--- Records supplied ---

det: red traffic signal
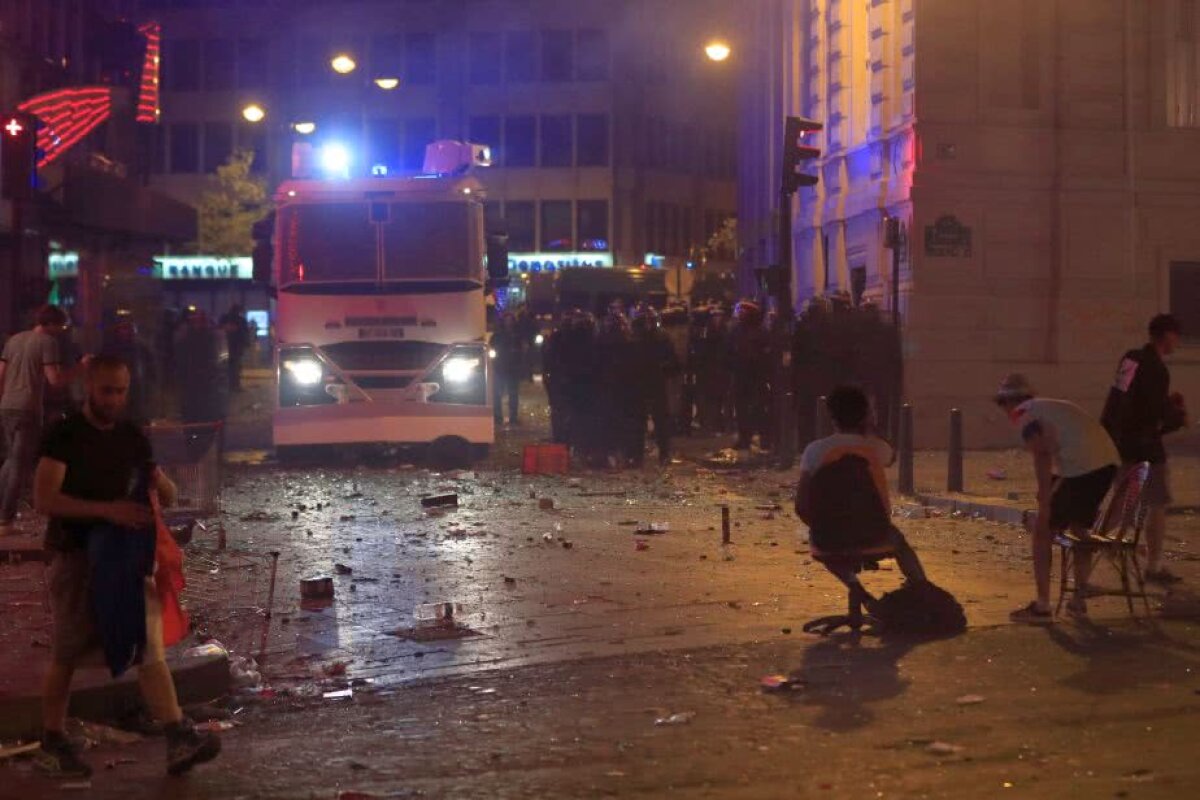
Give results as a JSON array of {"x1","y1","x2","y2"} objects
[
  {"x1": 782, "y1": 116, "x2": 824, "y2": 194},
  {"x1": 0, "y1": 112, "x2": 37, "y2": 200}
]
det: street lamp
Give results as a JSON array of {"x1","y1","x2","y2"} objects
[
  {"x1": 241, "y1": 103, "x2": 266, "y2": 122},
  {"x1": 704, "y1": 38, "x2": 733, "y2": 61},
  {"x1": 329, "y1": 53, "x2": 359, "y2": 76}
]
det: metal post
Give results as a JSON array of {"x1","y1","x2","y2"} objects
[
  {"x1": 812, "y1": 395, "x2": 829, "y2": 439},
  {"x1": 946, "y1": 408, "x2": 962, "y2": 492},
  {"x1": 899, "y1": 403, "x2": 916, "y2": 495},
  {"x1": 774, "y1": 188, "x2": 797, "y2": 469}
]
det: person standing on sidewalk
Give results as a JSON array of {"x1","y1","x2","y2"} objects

---
--- Records supplied ---

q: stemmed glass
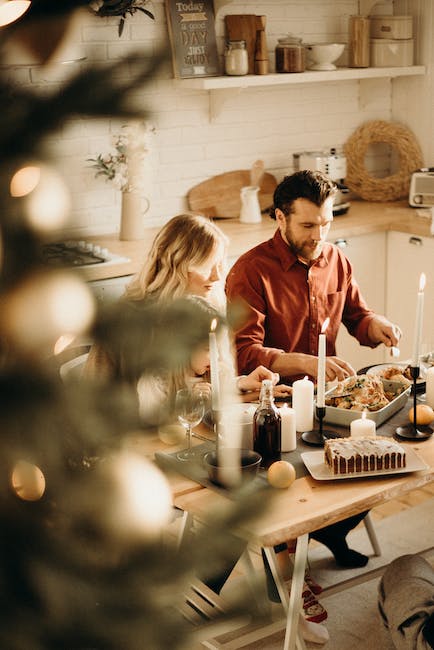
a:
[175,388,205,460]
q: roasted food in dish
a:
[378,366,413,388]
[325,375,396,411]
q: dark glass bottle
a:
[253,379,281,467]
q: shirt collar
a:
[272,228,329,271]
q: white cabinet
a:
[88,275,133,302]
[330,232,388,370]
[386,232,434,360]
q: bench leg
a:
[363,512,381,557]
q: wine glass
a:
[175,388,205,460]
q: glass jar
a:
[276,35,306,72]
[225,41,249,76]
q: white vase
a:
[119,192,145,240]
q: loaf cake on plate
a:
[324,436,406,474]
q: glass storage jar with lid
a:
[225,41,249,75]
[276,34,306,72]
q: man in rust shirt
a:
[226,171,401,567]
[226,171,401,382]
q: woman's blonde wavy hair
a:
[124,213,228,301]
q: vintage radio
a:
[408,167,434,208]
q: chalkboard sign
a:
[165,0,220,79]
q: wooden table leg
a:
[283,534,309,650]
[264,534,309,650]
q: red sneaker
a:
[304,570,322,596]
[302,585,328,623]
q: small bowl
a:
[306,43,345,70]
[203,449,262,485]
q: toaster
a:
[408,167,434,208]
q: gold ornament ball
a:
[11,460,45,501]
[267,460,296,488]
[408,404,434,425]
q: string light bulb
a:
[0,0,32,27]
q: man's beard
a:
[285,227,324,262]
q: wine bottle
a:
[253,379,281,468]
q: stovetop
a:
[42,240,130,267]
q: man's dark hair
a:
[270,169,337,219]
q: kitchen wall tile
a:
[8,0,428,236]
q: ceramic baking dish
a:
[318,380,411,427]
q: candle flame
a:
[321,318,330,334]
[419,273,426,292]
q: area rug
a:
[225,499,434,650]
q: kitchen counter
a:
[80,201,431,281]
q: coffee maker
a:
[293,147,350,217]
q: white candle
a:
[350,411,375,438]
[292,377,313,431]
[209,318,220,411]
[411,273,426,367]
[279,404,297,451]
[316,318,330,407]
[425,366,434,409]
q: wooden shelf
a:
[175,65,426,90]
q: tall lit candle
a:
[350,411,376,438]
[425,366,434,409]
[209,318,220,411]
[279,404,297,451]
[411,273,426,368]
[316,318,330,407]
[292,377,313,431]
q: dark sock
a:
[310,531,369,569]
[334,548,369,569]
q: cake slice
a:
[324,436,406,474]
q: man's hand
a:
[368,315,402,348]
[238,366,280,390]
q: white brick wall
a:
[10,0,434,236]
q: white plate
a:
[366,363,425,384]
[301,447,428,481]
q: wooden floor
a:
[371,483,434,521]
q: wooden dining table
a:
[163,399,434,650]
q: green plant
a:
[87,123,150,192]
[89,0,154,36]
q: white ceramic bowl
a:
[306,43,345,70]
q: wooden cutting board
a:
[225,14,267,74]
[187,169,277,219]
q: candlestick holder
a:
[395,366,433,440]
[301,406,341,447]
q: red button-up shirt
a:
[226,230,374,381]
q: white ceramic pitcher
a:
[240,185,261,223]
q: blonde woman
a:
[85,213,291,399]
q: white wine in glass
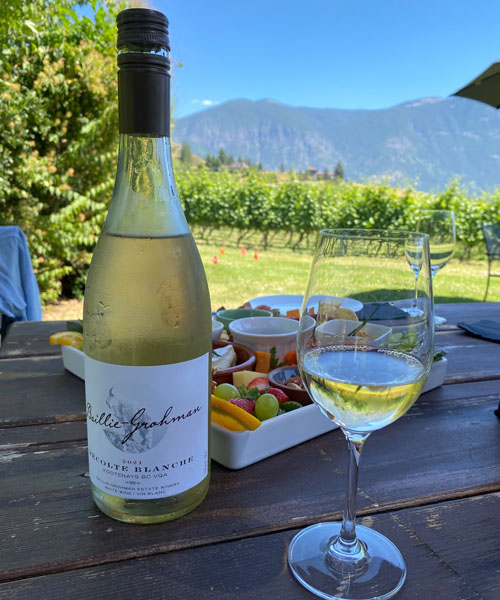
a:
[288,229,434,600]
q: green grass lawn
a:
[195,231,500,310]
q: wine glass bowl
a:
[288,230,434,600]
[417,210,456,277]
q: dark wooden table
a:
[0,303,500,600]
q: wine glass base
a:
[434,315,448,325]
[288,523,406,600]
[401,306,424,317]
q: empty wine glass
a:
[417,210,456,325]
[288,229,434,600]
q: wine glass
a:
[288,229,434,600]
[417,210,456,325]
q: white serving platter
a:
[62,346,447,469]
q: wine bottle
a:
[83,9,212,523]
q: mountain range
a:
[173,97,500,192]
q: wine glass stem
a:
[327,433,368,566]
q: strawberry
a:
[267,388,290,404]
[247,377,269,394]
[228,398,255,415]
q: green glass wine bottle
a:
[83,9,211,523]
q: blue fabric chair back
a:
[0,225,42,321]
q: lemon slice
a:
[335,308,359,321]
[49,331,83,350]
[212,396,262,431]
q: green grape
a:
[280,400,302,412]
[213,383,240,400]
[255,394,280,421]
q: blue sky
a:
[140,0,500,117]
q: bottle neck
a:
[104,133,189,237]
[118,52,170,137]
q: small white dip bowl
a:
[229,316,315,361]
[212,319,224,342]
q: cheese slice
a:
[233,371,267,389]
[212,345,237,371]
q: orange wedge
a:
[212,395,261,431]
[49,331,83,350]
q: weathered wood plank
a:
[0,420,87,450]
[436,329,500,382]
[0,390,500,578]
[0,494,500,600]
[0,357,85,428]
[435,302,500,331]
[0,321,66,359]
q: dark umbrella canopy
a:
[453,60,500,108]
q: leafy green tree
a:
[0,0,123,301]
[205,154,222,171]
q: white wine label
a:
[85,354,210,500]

---

Work instructions: Which lines in the records above contain the string "woman"? Copy out each such line in full.

In response:
q: woman's blonde wavy hair
q: blonde woman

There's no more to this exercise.